**Aim of the task**.
Revise the items below by replacing each occurrence of "marker" with "pin" and leaving all other text unchanged. Omit the pictures from your answer.

** Start of Record excerpts **

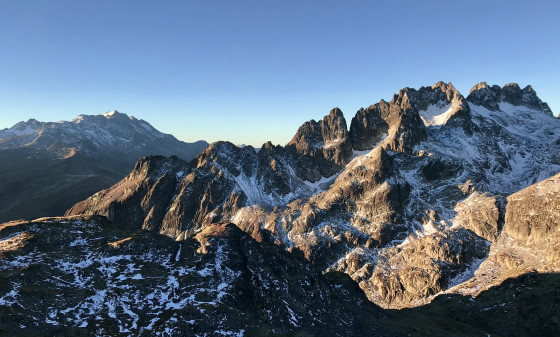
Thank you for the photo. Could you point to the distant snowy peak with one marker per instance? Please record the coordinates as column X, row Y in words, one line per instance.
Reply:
column 112, row 134
column 109, row 114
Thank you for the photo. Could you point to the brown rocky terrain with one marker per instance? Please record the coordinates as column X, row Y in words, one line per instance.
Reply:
column 411, row 210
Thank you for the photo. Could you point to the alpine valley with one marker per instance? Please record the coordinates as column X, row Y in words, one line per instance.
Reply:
column 431, row 214
column 45, row 168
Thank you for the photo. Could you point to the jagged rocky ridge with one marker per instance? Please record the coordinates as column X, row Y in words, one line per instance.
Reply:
column 84, row 276
column 429, row 172
column 45, row 168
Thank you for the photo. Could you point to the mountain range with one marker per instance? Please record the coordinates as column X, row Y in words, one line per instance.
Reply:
column 442, row 206
column 47, row 167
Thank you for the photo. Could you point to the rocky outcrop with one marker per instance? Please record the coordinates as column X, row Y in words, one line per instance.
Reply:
column 481, row 213
column 404, row 118
column 490, row 96
column 320, row 149
column 57, row 164
column 409, row 275
column 403, row 190
column 79, row 267
column 532, row 219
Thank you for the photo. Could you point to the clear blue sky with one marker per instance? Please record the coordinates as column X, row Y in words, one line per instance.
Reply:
column 251, row 71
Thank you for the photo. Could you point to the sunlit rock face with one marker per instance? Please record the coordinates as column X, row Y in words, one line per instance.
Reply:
column 410, row 202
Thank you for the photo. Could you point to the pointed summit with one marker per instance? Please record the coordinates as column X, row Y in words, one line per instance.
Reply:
column 490, row 97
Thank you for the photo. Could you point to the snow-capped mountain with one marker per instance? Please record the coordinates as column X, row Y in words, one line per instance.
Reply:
column 425, row 195
column 46, row 167
column 406, row 174
column 112, row 134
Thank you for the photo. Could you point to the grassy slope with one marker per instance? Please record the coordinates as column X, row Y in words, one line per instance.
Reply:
column 34, row 186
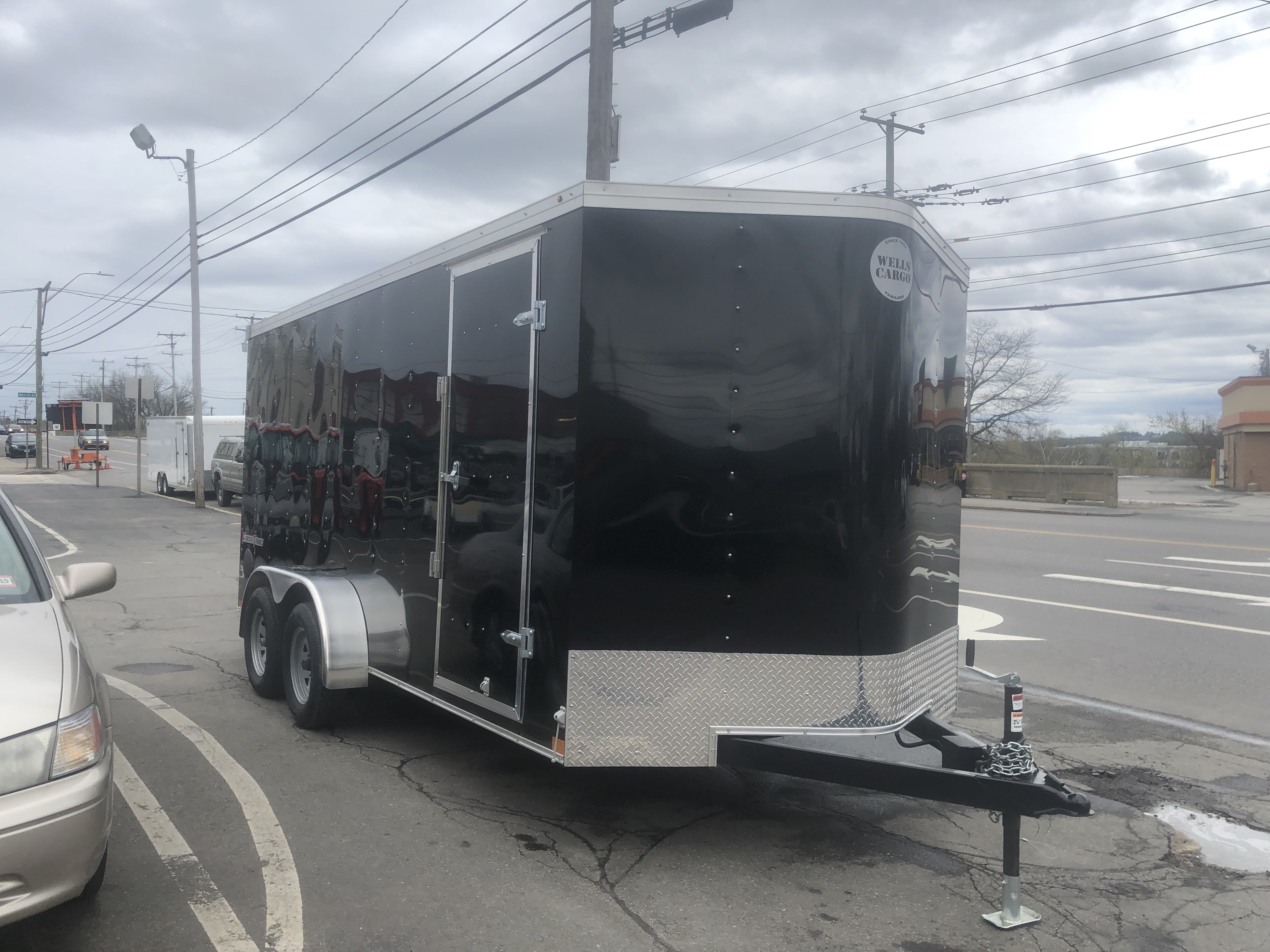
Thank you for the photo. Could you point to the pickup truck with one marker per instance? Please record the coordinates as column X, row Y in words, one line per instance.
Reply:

** End of Record excerpts **

**In response**.
Thank you for the photo. Could you point to the distant snowy peak with one pin per instance? Please record the coordinates as column X, row Y in words, one line per instance.
Reply:
column 112, row 134
column 109, row 114
Thank you for the photo. Could you point to the brown rocky terrain with one pin per instance? Please record the coordinates as column X, row Y in words, one line per instance.
Reply:
column 411, row 210
Thank you for the photo. Could you point to the alpine valley with one pin per instance? Please record the coordinates as column X, row Y in words, one line per instance.
Reply:
column 431, row 214
column 45, row 168
Thank you for the photo. Could you point to the jagged rocky ridge with one pin per instance? Please record the coordinates as column X, row Y in words, one line per instance.
Reply:
column 84, row 276
column 429, row 172
column 45, row 168
Thank you for the photo. Could you point to the mountain range with one pin per instance? Please record the coordinates as column X, row Y in words, one line per instance.
Reply:
column 442, row 206
column 47, row 167
Thank you for the photo. Could you point to the rocky outcrop with one pin per instance? Please record the coordinates as column X, row Y in words, one line per instance.
Reply:
column 481, row 213
column 404, row 118
column 490, row 96
column 320, row 149
column 57, row 164
column 409, row 275
column 403, row 190
column 79, row 267
column 532, row 219
Thank you for the photo. Could you point to the clear blue sky with one pin per instance? Please record the coordinates as column X, row Y in words, one line per instance.
Reply:
column 251, row 71
Thank you for the photo. Could you point to the sunlit rock face with one pin per instance? Please record the coordinates as column X, row Y in words, one line per instance.
Reply:
column 410, row 202
Thank you for the photo. Could you point to the pointed summit with one pin per instance? Please record the coordinates as column X, row Y in words, one line per instance.
Reply:
column 490, row 97
Thank you for the photo. Could you point to the snow-capped mountain with one pin per instance? Please record the coordinates as column X, row Y in words, one line per instance.
Reply:
column 425, row 195
column 46, row 167
column 406, row 174
column 112, row 134
Thank you for the photo. Could you point to the grassy slope with one pin per instance? Please record the coordinates as column X, row Y in words, one line per instance.
Reply:
column 34, row 186
Thank you for the photo. Could you point to the pickup truck with one pin per instance? Please record the coordinates as column X, row Y in words, one line per instance.
Reply:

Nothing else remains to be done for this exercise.